— Written request —
Write out the passage of the text on insurance carrier costs between "In a recent" and "in the future.", inclusive.
:: Excerpted text ::
Over the next several years, everyone in the property and casualty industry will face new challenges because of the evolution and disruption caused by technology. Insurance companies will, perhaps, be the most challenged. They must respond to the increasing competitive forces created by insurtech. These include the demand for faster, easier underwriting and service, and a better customer experience. Insurers will need to invest huge sums of money to overhaul their increasingly outmoded systems, processes and ways of doing business.
This investment will be painful for all and potentially create an existential crisis for some. The required investment, while different for each carrier, will have certain fundamental aspects that must be met regardless of carrier size or financial capability. Insurance carriers must focus on their cost structure if they are to thrive.
Rising Distribution Expense
These new cost pressures arrive on top of growing distribution expenses. In the last couple of decades, carriers have increasingly discriminated among agencies by rewarding agents based on size. Larger agencies are paid significantly more for a dollar of premium produced than smaller ones. This is one of the factors that has led to the development of market access providers and fueled the merger and acquisition activity of the last few years. While a good thing for agents, this aggregation activity, along with the leverage created by these new distribution models, has meant insurance companies are forced to pay more, on balance, for distribution.
Because distribution represents one of the largest expenses for insurers, and with the costs of digital adaptation affecting their bottom lines and surplus, carrier scrutiny of agent-related costs will continue to expand. Traditionally, insurance companies have evaluated insurance agencies based on their production volume, loss ratio, new business flow and retention. Now, carriers will also add the total cost of doing business with an agent to their appointment and compensation criteria. Agents will have another set of issues to manage as they seek to maximize their opportunities with their carrier partners.
In a recent conversation with a Hartford Insurance executive, two specific issues of importance to carriers were raised: hit rate and carrier technology use. While hit rate has always been a key performance indicator, the relative success a carrier has in writing quoted business will rise in importance as cost pressures mount. This executive pointed out that many agencies have been slow, or completely unwilling in some cases, to adopt carrier technology changes designed to reduce expenses while creating operating efficiency. This will simply be unacceptable in the future.
:::
:: Supplied information ::
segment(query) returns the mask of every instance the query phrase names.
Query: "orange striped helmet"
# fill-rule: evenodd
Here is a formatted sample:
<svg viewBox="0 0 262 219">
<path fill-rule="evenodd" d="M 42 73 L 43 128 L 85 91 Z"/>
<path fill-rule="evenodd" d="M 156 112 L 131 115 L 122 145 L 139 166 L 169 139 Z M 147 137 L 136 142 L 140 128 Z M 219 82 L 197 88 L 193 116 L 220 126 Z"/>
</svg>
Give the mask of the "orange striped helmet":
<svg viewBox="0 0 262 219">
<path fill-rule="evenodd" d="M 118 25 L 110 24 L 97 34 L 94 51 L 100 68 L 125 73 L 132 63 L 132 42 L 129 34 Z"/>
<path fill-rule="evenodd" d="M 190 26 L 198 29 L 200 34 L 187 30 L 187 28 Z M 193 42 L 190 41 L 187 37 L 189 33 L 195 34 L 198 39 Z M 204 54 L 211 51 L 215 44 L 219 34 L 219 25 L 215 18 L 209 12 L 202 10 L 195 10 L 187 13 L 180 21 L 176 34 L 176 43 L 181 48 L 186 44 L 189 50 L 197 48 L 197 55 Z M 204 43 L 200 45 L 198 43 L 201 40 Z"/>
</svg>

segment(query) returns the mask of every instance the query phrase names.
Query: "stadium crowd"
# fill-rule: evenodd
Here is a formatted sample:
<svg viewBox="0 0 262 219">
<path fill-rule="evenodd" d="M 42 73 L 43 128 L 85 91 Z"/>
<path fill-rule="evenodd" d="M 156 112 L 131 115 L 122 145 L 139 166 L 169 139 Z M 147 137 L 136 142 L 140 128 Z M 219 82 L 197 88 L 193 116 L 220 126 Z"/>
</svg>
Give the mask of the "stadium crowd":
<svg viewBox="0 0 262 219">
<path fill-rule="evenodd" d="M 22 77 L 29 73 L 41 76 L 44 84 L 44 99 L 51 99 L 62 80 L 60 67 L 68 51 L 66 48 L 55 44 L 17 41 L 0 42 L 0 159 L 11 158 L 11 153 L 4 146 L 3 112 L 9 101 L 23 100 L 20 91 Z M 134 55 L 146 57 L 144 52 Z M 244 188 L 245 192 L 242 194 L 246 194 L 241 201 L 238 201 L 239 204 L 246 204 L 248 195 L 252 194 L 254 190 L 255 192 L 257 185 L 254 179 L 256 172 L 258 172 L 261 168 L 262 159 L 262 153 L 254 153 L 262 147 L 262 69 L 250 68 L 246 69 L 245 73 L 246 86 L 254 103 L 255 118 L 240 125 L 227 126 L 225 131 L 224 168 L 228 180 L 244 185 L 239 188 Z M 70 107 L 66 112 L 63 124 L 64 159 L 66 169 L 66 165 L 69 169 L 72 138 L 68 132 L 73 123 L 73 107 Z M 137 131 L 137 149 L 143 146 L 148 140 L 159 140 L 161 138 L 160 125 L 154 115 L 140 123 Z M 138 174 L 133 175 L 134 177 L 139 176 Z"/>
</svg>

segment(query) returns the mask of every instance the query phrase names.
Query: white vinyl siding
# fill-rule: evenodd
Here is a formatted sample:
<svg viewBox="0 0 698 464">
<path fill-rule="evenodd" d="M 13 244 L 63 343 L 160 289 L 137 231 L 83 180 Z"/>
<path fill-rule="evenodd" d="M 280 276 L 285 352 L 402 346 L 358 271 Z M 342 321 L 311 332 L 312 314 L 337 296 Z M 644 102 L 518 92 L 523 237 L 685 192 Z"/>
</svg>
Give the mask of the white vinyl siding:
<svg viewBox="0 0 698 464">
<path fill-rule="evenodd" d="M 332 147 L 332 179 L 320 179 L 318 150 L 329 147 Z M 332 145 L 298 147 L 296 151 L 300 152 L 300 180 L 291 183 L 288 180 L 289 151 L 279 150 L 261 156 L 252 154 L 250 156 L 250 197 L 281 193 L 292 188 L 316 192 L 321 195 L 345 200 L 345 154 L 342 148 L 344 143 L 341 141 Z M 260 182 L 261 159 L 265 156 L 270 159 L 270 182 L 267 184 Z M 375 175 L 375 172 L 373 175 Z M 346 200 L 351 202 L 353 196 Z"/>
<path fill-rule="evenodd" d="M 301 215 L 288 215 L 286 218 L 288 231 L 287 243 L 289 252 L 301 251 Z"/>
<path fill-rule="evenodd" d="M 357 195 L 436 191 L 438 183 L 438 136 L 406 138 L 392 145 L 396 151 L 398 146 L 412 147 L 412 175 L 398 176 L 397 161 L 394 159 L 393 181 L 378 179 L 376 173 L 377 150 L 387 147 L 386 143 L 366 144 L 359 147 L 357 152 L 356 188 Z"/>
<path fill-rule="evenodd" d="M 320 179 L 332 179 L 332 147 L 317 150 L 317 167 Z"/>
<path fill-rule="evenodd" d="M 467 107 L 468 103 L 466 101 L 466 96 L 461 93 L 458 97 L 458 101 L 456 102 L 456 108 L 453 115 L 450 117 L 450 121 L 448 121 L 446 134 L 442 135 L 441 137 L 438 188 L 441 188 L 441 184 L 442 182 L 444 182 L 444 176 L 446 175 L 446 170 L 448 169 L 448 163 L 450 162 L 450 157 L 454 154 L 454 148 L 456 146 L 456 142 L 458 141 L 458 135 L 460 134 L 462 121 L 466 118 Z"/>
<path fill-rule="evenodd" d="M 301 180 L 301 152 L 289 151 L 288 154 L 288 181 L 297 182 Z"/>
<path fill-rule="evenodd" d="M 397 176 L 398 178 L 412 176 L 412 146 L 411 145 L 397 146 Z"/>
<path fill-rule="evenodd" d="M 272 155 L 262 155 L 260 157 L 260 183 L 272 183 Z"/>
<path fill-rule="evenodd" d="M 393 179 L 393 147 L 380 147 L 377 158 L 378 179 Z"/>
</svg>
:::
— The output —
In a recent conversation with a Hartford Insurance executive, two specific issues of importance to carriers were raised: hit rate and carrier technology use. While hit rate has always been a key performance indicator, the relative success a carrier has in writing quoted business will rise in importance as cost pressures mount. This executive pointed out that many agencies have been slow, or completely unwilling in some cases, to adopt carrier technology changes designed to reduce expenses while creating operating efficiency. This will simply be unacceptable in the future.